◆ To do ◆
• a. In the Nevada ephedra text, what animals commonly spread the plant's seeds in the wild?
• b. Update the Nevada ephedra text from the words "The absence of" through the words "cattle and sheep.", replacing "foliage" with "leaf cover" wherever it appears.
• c. Summarize the Nevada ephedra text in two sentences.

Given passage START

Nevada ephedra is wind-pollinated, with male plants growing in dryer areas and female plants growing in wetter ones, an arrangement which is believed to increase the production of seed. Cones mature and pollination occurs in March to June, with seeds ripening in May to August, although seeds are not produced every year. In the wild, seeds are often spread by rodents, and for cultivation, seeds can readily be collected and sown. The plant can also be propagated via transplants and cuttings.

The absence of foliage is beneficial when it comes to gamete dispersal. The feature of having less foliage creates a better means of allowing wind to carry pollen, allowing for a more predictable and systematic form of pollination to occur. Although not typically grazed on by smaller rodents and insects, Ephedra nevadensis is commonly grazed on by larger livestock such as cattle and sheep.

More than other North American Ephedra species, it is a significant forage plant. It is grazed upon by mule deer (Odocoileus hemionus), pronghorn (Antilocapra americana), and desert bighorn sheep (Ovis canadensis) as well as domestic sheep.

== Grazing benefits and toxicity ==
A study was conducted to determine a better understanding of the nutritional potency of Ephedra nevadensis compared Ephedra with orchardgrass hay (Dactylis glomerata) and cheatgrass (Bromus tectorum). It was determined that Ephedra scored second in terms of having the most ammoniacal nitrogen, while also scoring highest in ruminal pH. Results produced that Ephedra could be used as a grazing alternative but cannot be determined as exceptional in terms of nutrition or toxicity. In another study conducted to determine the toxicity of two different varieties of Ephedra (viridis, nevadensis) focusing on maternal and fetal toxicity in livestock, it was concluded that Ephedra nevadensis showed no dietary abnormalities or signs of ailment or toxicity in both the material party and offspring.

==Uses==
Ephedra nevadensis was used for food and medicine by Native Americans and for tea by Mormons. Currently, its biggest use is as forage for sheep and cattle (it is not as good for horses), and for habitat restoration. It is sometimes grown for ornamental purposes. Among the Zuni people an infusion of the whole plant, except for the root, is taken for syphilis. They also use it to make a tea-like beverage.

Given passage END
Records supplied START

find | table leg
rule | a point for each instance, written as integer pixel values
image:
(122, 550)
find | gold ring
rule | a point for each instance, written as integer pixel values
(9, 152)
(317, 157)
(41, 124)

Records supplied END

◆ Responses to the tasks ◆
• a. Rodents.

• b.
The absence of leaf cover is beneficial when it comes to gamete dispersal. The feature of having less leaf cover creates a better means of allowing wind to carry pollen, allowing for a more predictable and systematic form of pollination to occur. Although not typically grazed on by smaller rodents and insects, Ephedra nevadensis is commonly grazed on by larger livestock such as cattle and sheep.

• c. Nevada ephedra is wind-pollinated, with its sparse foliage helping wind carry pollen, and it can be grown from seeds, transplants, or cuttings. It is a significant forage plant for livestock and wild grazers, shows no signs of toxicity in studied livestock, and has been used for food, medicine, and tea.